- Opening Delimiter -

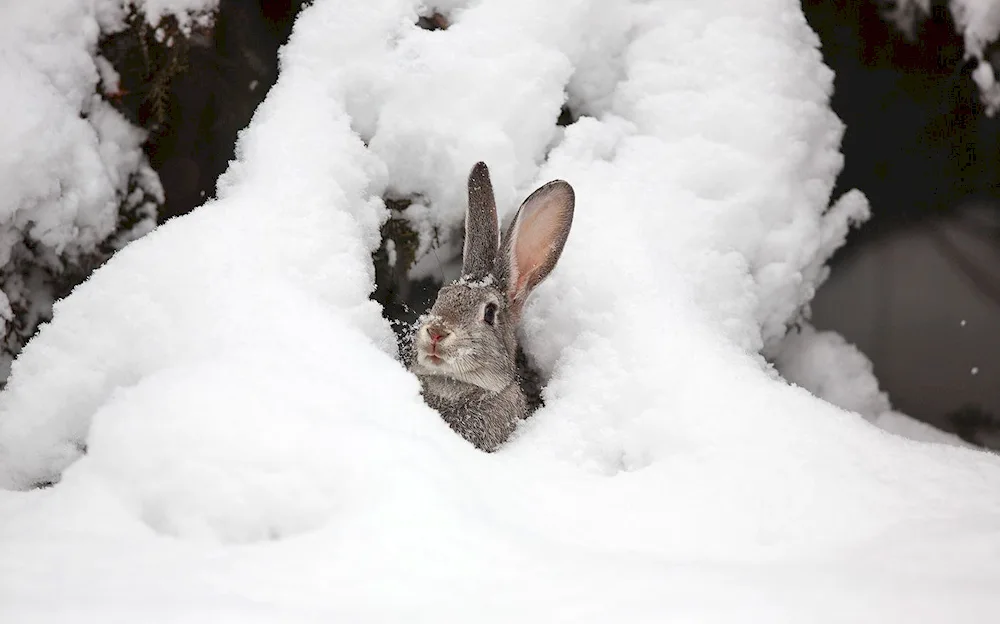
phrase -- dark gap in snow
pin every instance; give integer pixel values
(195, 92)
(566, 116)
(917, 288)
(403, 299)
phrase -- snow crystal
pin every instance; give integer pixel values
(232, 382)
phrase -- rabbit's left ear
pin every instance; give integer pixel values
(481, 228)
(535, 240)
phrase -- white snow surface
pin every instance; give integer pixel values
(255, 452)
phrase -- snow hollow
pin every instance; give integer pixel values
(254, 451)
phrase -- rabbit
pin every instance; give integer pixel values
(465, 347)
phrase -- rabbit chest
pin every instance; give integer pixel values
(484, 418)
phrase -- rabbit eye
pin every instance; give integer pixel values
(490, 313)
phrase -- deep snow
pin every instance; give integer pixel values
(256, 453)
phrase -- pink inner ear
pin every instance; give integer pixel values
(536, 233)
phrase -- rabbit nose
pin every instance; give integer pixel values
(436, 333)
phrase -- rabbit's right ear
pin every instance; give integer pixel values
(535, 241)
(481, 229)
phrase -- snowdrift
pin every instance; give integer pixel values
(255, 452)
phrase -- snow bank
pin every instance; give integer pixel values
(232, 383)
(836, 371)
(68, 161)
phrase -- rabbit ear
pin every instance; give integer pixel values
(481, 229)
(535, 240)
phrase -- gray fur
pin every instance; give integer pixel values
(470, 375)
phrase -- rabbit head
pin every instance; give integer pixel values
(469, 335)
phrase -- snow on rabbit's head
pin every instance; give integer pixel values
(469, 334)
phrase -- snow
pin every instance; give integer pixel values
(832, 369)
(254, 451)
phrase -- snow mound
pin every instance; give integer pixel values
(242, 387)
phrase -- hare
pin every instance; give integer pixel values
(465, 347)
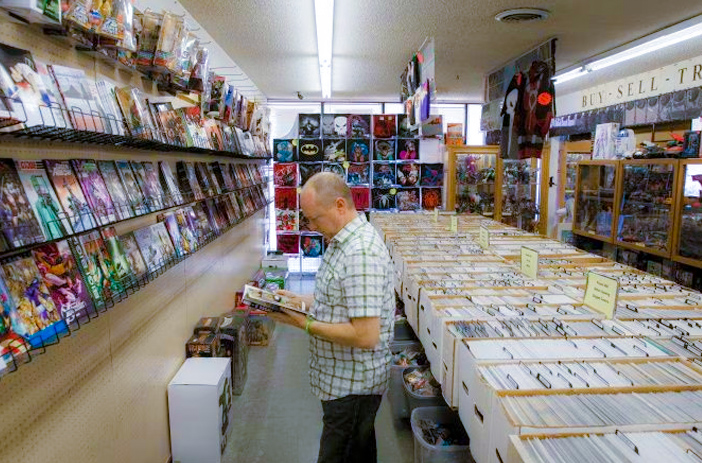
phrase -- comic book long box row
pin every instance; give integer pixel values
(63, 282)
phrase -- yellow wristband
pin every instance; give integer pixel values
(308, 324)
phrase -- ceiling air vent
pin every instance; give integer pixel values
(520, 15)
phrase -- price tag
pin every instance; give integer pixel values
(484, 237)
(530, 262)
(601, 293)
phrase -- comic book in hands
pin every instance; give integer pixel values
(269, 301)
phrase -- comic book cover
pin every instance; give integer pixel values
(285, 220)
(361, 198)
(70, 195)
(38, 319)
(358, 174)
(358, 150)
(288, 243)
(41, 197)
(384, 125)
(383, 199)
(432, 175)
(334, 150)
(100, 264)
(284, 175)
(134, 192)
(358, 126)
(172, 196)
(62, 278)
(408, 174)
(203, 178)
(311, 245)
(431, 198)
(115, 187)
(284, 150)
(383, 174)
(408, 199)
(309, 125)
(216, 184)
(153, 184)
(171, 223)
(94, 190)
(407, 149)
(310, 150)
(384, 150)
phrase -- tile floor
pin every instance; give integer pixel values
(277, 419)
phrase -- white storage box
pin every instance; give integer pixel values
(200, 410)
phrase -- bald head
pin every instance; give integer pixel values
(327, 187)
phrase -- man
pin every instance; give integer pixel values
(349, 323)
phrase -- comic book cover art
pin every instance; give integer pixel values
(42, 198)
(172, 196)
(115, 187)
(358, 126)
(284, 150)
(100, 264)
(383, 174)
(309, 125)
(285, 220)
(286, 198)
(62, 278)
(432, 174)
(131, 187)
(383, 199)
(70, 195)
(407, 149)
(384, 125)
(134, 257)
(95, 190)
(311, 245)
(384, 150)
(358, 150)
(431, 198)
(310, 150)
(361, 197)
(408, 174)
(336, 168)
(408, 199)
(358, 174)
(288, 243)
(334, 150)
(38, 319)
(307, 170)
(284, 175)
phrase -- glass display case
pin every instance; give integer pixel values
(596, 184)
(688, 248)
(646, 205)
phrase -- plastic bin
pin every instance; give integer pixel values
(416, 400)
(426, 452)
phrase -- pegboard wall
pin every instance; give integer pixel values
(100, 394)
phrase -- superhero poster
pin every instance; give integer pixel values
(70, 195)
(134, 193)
(62, 278)
(95, 190)
(40, 194)
(115, 187)
(36, 317)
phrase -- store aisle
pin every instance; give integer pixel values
(277, 419)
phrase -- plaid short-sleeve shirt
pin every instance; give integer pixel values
(353, 281)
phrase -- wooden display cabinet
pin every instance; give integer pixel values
(646, 205)
(687, 246)
(595, 199)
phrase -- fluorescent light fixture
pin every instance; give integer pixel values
(324, 16)
(661, 41)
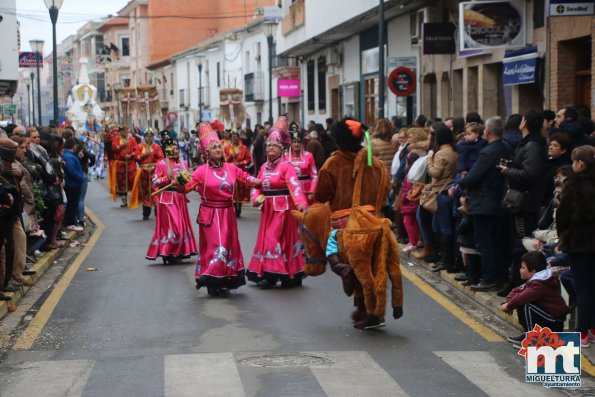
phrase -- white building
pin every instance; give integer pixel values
(236, 59)
(338, 56)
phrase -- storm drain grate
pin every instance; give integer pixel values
(286, 360)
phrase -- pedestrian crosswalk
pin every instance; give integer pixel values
(333, 374)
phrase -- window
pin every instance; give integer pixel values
(310, 76)
(322, 83)
(125, 46)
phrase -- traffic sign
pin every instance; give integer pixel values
(402, 81)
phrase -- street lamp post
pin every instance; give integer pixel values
(54, 6)
(32, 121)
(37, 47)
(268, 28)
(28, 101)
(200, 89)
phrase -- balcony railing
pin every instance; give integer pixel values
(295, 18)
(254, 86)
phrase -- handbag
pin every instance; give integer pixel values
(54, 194)
(414, 194)
(513, 200)
(429, 199)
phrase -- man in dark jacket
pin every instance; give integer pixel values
(73, 181)
(485, 185)
(525, 175)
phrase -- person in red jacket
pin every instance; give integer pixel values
(538, 301)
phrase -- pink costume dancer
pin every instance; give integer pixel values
(220, 265)
(173, 238)
(278, 251)
(303, 162)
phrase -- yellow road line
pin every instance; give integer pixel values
(456, 311)
(31, 333)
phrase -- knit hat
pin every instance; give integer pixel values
(444, 136)
(207, 137)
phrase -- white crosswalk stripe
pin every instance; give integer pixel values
(48, 379)
(483, 371)
(188, 374)
(354, 373)
(333, 374)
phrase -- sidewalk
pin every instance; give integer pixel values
(488, 300)
(41, 266)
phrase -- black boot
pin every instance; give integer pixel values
(446, 254)
(344, 271)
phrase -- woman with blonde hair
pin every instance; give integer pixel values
(382, 148)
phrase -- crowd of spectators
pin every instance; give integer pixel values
(38, 170)
(507, 205)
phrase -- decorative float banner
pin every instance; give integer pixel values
(492, 24)
(288, 88)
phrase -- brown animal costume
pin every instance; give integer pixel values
(354, 192)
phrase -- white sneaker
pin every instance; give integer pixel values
(409, 248)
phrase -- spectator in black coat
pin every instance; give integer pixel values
(485, 185)
(558, 156)
(526, 175)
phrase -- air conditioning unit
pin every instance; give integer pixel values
(416, 22)
(334, 57)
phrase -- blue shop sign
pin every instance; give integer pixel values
(520, 69)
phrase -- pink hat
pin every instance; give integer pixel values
(278, 134)
(207, 137)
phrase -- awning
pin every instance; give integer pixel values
(520, 66)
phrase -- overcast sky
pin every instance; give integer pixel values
(35, 21)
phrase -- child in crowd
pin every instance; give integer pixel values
(409, 205)
(468, 149)
(538, 301)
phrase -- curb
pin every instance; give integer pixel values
(41, 266)
(488, 300)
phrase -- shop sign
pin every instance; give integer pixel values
(492, 24)
(27, 59)
(561, 8)
(402, 81)
(520, 69)
(439, 38)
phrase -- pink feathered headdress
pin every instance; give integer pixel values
(207, 137)
(278, 135)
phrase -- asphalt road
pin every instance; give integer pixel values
(139, 328)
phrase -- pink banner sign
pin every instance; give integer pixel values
(288, 88)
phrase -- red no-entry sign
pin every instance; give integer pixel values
(402, 81)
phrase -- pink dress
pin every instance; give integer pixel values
(305, 169)
(220, 263)
(278, 251)
(173, 237)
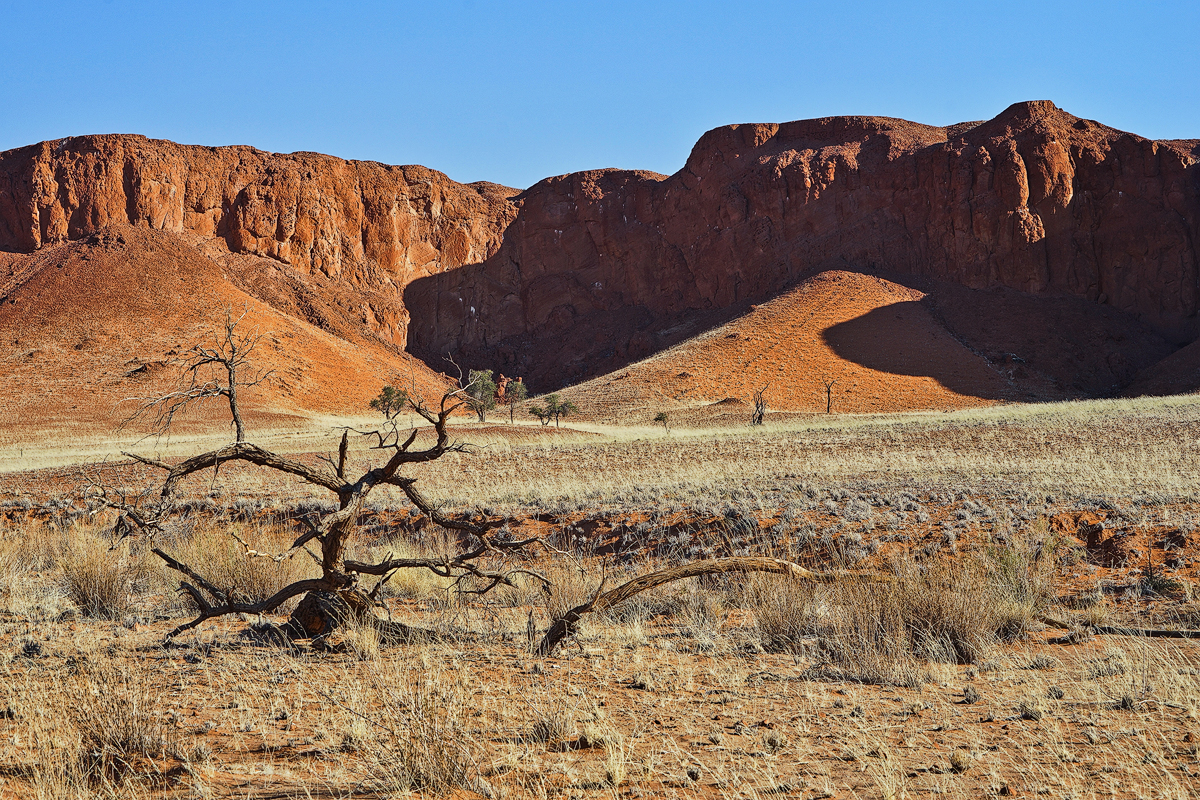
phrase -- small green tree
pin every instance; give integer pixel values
(514, 394)
(480, 392)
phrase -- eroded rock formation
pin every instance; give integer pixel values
(601, 268)
(585, 272)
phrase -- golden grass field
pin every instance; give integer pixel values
(943, 680)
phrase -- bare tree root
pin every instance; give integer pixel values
(321, 613)
(567, 625)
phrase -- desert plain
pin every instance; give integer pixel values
(954, 551)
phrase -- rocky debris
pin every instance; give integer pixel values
(360, 223)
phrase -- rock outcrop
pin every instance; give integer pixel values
(603, 268)
(363, 224)
(583, 274)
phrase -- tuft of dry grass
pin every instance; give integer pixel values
(885, 632)
(99, 577)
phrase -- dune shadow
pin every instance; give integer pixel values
(904, 338)
(1003, 344)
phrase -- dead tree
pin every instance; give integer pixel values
(760, 405)
(336, 595)
(829, 384)
(209, 372)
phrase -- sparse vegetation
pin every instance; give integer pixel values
(892, 683)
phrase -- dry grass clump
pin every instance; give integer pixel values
(100, 734)
(885, 631)
(100, 577)
(222, 559)
(409, 729)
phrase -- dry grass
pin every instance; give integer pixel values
(886, 632)
(862, 691)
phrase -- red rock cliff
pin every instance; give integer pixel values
(604, 266)
(363, 224)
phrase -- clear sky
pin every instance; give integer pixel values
(515, 91)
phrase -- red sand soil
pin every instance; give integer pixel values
(89, 324)
(822, 330)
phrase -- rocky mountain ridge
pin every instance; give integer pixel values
(606, 266)
(586, 272)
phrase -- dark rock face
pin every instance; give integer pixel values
(586, 272)
(606, 266)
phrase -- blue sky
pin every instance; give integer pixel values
(513, 92)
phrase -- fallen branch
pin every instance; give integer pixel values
(568, 624)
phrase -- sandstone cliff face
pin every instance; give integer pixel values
(361, 224)
(605, 266)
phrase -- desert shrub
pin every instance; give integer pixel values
(99, 577)
(882, 631)
(569, 588)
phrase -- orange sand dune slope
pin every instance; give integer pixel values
(874, 337)
(89, 324)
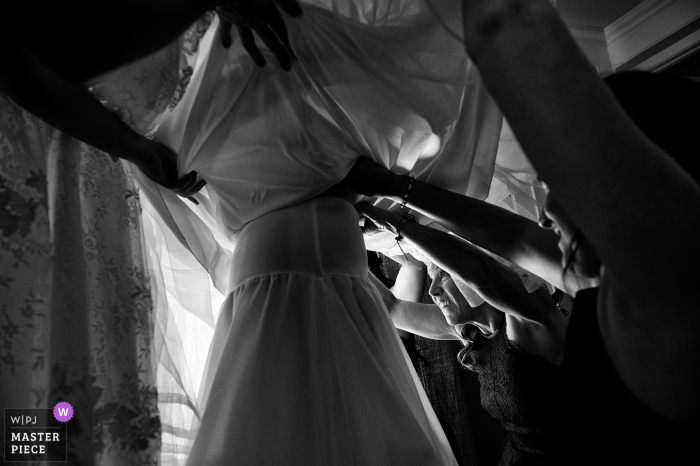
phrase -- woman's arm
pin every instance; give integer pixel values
(500, 286)
(425, 320)
(639, 210)
(410, 281)
(71, 108)
(503, 233)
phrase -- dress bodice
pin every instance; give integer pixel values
(519, 389)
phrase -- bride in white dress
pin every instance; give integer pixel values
(305, 366)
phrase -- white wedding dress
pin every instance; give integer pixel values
(305, 367)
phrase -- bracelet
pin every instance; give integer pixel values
(405, 218)
(408, 192)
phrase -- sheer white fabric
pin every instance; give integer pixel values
(376, 78)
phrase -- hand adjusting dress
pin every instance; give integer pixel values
(305, 367)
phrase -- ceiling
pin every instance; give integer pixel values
(594, 13)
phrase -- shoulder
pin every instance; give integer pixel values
(656, 356)
(534, 338)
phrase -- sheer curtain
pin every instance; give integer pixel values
(78, 287)
(228, 131)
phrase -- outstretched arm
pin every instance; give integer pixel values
(71, 108)
(500, 286)
(116, 32)
(638, 209)
(425, 320)
(503, 233)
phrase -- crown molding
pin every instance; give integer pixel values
(588, 34)
(649, 34)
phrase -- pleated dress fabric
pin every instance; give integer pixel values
(309, 368)
(305, 367)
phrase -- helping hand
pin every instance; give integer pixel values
(371, 179)
(379, 219)
(160, 164)
(263, 17)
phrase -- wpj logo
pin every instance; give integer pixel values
(37, 434)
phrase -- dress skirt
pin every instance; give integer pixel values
(306, 367)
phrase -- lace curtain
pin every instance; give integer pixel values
(75, 306)
(77, 293)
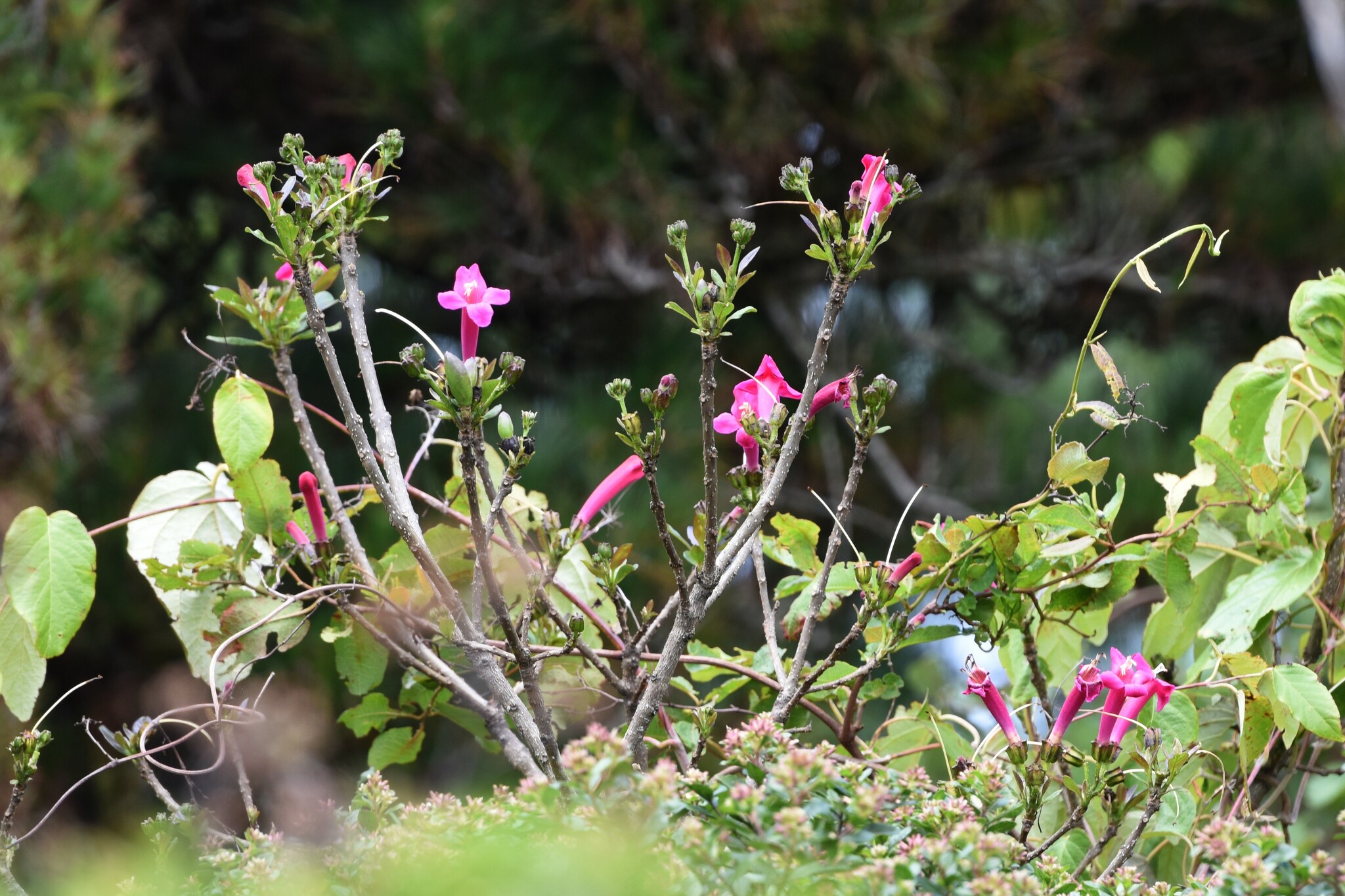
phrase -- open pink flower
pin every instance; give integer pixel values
(761, 395)
(1087, 687)
(1129, 677)
(248, 181)
(979, 684)
(841, 390)
(287, 270)
(873, 190)
(309, 485)
(630, 471)
(1153, 688)
(475, 300)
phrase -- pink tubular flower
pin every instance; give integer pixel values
(979, 684)
(873, 190)
(1129, 677)
(1153, 688)
(902, 570)
(248, 181)
(287, 270)
(761, 395)
(474, 299)
(839, 391)
(309, 485)
(1087, 687)
(298, 534)
(630, 471)
(350, 168)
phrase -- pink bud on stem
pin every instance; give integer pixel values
(979, 684)
(630, 471)
(309, 485)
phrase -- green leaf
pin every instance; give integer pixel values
(1071, 465)
(372, 714)
(1258, 408)
(1178, 720)
(795, 543)
(1317, 317)
(22, 668)
(1176, 815)
(396, 746)
(1268, 589)
(1300, 699)
(264, 498)
(244, 423)
(361, 660)
(49, 571)
(1258, 725)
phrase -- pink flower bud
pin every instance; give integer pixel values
(248, 181)
(287, 270)
(839, 390)
(979, 684)
(309, 485)
(630, 471)
(902, 570)
(298, 534)
(1087, 687)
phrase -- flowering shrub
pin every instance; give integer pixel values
(505, 609)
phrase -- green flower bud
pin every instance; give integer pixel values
(677, 234)
(741, 230)
(413, 359)
(292, 150)
(459, 383)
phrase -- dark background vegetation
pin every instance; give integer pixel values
(552, 141)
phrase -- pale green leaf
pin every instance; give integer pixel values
(244, 422)
(49, 571)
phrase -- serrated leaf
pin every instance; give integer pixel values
(373, 714)
(244, 422)
(1270, 587)
(396, 746)
(1300, 699)
(264, 498)
(49, 572)
(1071, 464)
(361, 660)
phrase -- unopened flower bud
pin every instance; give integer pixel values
(390, 144)
(458, 379)
(741, 230)
(793, 179)
(292, 150)
(677, 234)
(512, 372)
(413, 359)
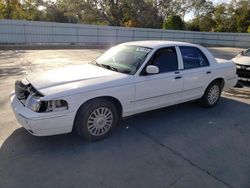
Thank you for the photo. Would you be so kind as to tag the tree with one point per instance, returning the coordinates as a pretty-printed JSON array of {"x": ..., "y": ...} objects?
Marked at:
[
  {"x": 2, "y": 9},
  {"x": 174, "y": 22}
]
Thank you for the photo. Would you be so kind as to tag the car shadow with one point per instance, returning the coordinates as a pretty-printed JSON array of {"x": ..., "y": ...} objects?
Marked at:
[{"x": 23, "y": 157}]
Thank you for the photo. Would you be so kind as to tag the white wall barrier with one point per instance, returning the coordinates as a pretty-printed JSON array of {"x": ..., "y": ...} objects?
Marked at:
[{"x": 32, "y": 32}]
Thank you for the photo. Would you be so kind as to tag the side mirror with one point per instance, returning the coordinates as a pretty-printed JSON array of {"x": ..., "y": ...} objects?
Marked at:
[{"x": 152, "y": 69}]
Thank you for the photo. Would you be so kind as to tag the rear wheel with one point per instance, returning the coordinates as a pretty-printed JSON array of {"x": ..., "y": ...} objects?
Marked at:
[
  {"x": 211, "y": 95},
  {"x": 96, "y": 119}
]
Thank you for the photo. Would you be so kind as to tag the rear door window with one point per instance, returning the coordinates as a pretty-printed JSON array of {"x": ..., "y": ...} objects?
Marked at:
[{"x": 193, "y": 57}]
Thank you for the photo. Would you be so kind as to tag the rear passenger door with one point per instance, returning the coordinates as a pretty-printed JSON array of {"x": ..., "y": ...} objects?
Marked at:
[
  {"x": 162, "y": 89},
  {"x": 196, "y": 72}
]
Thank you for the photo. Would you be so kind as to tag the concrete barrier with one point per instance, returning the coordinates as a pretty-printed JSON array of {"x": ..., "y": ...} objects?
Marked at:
[{"x": 50, "y": 33}]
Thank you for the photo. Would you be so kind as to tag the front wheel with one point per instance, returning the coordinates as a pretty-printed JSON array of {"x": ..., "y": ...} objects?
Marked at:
[
  {"x": 211, "y": 95},
  {"x": 96, "y": 119}
]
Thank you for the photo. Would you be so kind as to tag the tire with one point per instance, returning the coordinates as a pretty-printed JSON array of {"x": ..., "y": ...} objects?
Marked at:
[
  {"x": 211, "y": 95},
  {"x": 96, "y": 119}
]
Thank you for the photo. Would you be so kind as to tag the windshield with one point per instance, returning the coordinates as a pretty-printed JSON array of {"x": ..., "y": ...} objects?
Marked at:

- Closing Delimiter -

## [Exercise requirements]
Match on "shop" and copy out every line of the entries that contains it.

## [Answer]
phrase -- blue shop sign
phrase -- shop sign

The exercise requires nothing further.